Entries from a dataset
---

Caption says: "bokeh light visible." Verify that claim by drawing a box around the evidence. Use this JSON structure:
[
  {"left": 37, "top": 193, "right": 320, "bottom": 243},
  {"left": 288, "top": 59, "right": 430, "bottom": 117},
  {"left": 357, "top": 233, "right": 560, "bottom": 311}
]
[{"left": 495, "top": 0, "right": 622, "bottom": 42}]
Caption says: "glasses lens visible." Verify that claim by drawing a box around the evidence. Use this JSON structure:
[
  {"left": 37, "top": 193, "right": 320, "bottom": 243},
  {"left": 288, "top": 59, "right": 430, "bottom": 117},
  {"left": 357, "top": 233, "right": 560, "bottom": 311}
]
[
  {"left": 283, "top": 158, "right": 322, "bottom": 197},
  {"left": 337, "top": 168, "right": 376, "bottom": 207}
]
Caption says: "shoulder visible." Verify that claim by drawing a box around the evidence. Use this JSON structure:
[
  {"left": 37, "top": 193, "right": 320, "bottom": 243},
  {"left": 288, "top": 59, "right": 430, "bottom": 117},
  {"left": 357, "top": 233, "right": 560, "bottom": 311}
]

---

- **Task statement**: Report each line of the entries above that contains the string "this", treating uppercase and lowercase as different.

- **Result**:
Caption says: "bokeh light visible." Verify that claim by drawing a box around the evidence. Use this JSON structure:
Caption says: "glasses lens visible." Verify that claim by drawing a box around the evidence. Use this JSON structure:
Caption says: "shoulder visible." Verify that claim by drawing a box around the evidence. Use this JSON structure:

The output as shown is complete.